__PROVIDED PASSAGE__.
──────────────────────────────

Do you know the ancient proverb that says “If you want to really understand something, parse or generate it!”. Just kidding :) I made that up. But doesn’t make less true through.

This post briefly explains BNF and how Lark uses it to build AST(Abstract syntax tree) which is basically the biggest computer science-y part of the job.

BNF Link to heading

BNF is used to define formal specifications of context-free grammars using Production Rules and Terminal symbols. In this example from wiki, twelve is a production rule to terminals "1" and "2"

twelve                          = "1", "2" ;
two hundred one                 = "2", "0", "1" ;
three hundred twelve            = "3", twelve ;
twelve thousand two hundred one = twelve, two hundred one ;

Standards like 1800 use BNF heavily to define language syntax (semantics is decribed by natural language whenever needed). So, parsers know what’s legal and what’s not.

Lark Link to heading

Lark is a python library to parse text based on CFG(context-free grammars). I will just copy from Lark docs.

What can it do?

Parse all context-free grammars, and handle any ambiguity gracefully

Build an annotated parse-tree automagically, no construction code required.

Provide first-rate performance in terms of both Big-O complexity and measured run-time (considering that this is Python ;)

Run on every Python interpreter (it’s pure-python)

Generate a stand-alone parser (for LALR(1) grammars)

The important part is that Lark parses context-free grammars which can be written in EBNF and generates AST parse tree. Then Transformers can be written to shape the generated tree.

To use lark, Lark needs the grammar and start symbol.

from lark import Lark

GRAMMAR = """
body: foobar [optional] | bar
foobar: CNAME
bar: "fff"
optional: "dd"

%import common.WS
%import common.CNAME
 %ignore WS
"""

──────────────────────────────

__DATASET EXTRACT__.

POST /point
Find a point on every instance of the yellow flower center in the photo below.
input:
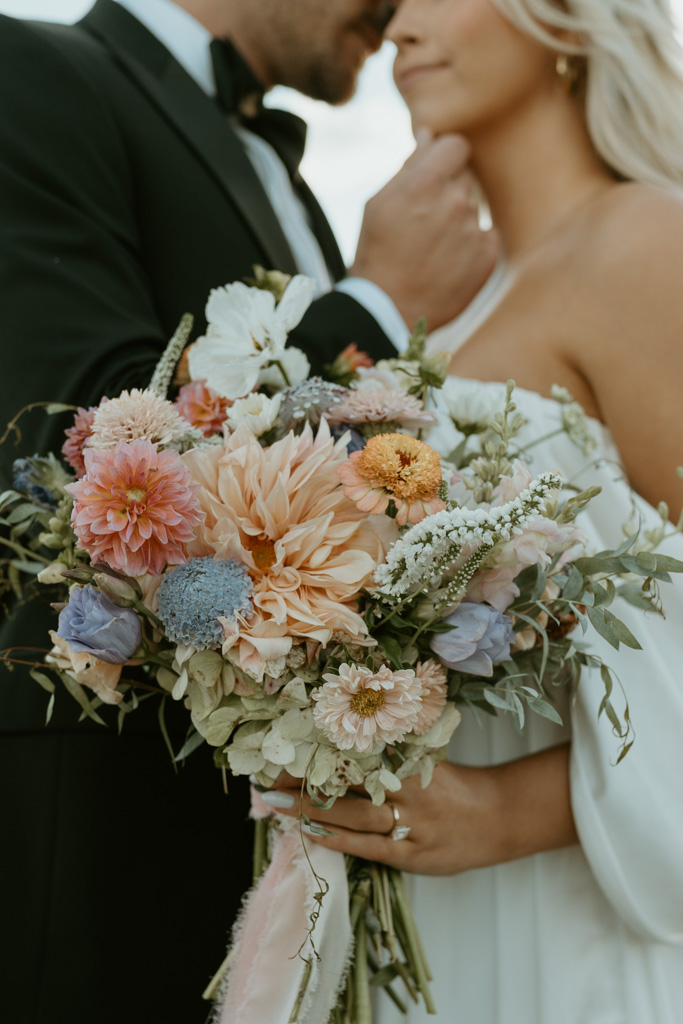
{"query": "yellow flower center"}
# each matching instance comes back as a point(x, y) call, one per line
point(262, 551)
point(368, 702)
point(402, 465)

──────────────────────────────

__PARTS OF THE EXERCISE__.
- a) In the post on BNF and Lark, what two things does Lark need in order to be used?
- b) Extend the post on BNF and Lark, picking up right after its final line.

__RESPONSES BY TASK__.
- a) The grammar and a start symbol.

- b)
code = """
ggg
"""
parser = Lark(GRAMMAR, start='body')
ast_tree = parser.parse(code)

print(ast_tree.pretty())
print(ast_tree)

In this example. i am using lark CNAME which is identifier as terminal for the rule foobar. When printing the AST tree, CNAME takes ggg as it is matched by the production rule.

body
  foobar	ggg

Tree('body', [Tree('foobar', [Token('CNAME', 'ggg')])])

Lark Grammar Link to heading

Lark grammar can be found at docs. Basically, it combines EBNF and regex to provide clean pythonic way to parse text

  • rule
  • TERMINAL
  • “string literal” or /regexp literal/
  • (item item ..) - Group items
  • [item item ..] - Maybe. Same as (item item ..)?, but when maybe_placeholders=True, generates None if there is no match.
  • item? - Zero or one instances of item (”maybe”)
  • item* - Zero or more instances of item
  • item+ - One or more instances of item

For example, This is more complicated production rule for SVA sequence with optional, grouping and literal strings.

sequence_port_item: ( attribute_instance )* [ "local" [ sequence_lvar_port_direction ] ] sequence_formal_type formal_port_identifier (variable_dimension)* [ "=" sequence_actual_arg ]

That’s it. Happy Parsing!